Goal of the exercise
Answer these questions using the text on SAP Enterprise Information Management:
1. Which support package of SAP HANA introduced the EIM toolset?
2. With the expertise in which process does EIM combine the real-time replication technology of the SAP Replication Server?
3. Which existing tools for loading data into SAP HANA does the text list?

Text provided

Learn the steps needed to set up an SAP Enterprise Information Management (EIM) task to real-time replicate and manipulate a data feed to SAP HANA from an external source database. Learn how to integrate the Smart Data Integration and Smart Data Quality transforms within EIM to clean, join, and otherwise manipulate data via SAP HANA studio or on the cloud.
Key Concept
Support Package 9 of SAP HANA introduced the new toolset, SAP HANA Enterprise Information Management (EIM). With it you can load, manipulate, and cleanse data from other databases before moving it into SAP HANA.
SAP Enterprise Information Management (EIM) is a new toolset that is built into SAP HANA with expertise in extraction, transformation, and loading (ETL) combined with the existing SAP real-time replication technology of the SAP Replication Server (SRS) in one tool. It joins a long list of other SAP tools that companies can use to load data into SAP HANA. These existing tools include Direct Extraction Connection (DXC), SAP Landscape Transformation (SLT), SAP BusinessObjects Data Services (BODS), and SRS as a stand-alone.

Collected data
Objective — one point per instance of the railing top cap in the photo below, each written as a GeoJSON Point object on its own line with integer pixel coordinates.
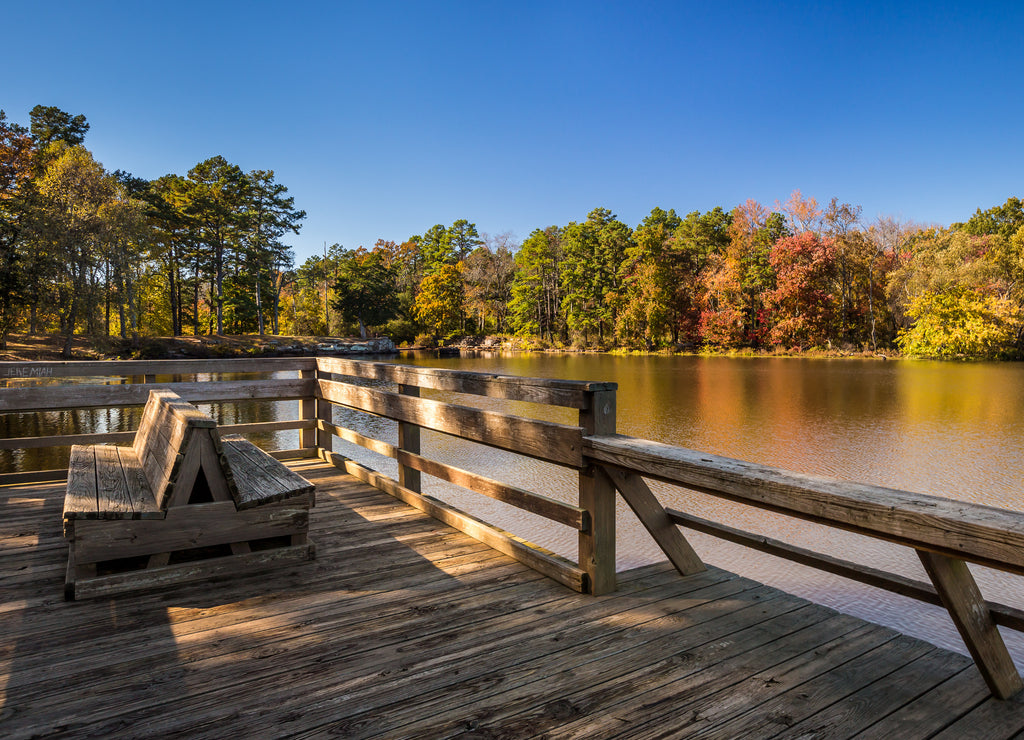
{"type": "Point", "coordinates": [396, 372]}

Response below
1. Support Package 9.
2. Extraction, transformation, and loading (ETL).
3. Direct Extraction Connection (DXC), SAP Landscape Transformation (SLT), SAP BusinessObjects Data Services (BODS), and SAP Replication Server (SRS) as a stand-alone.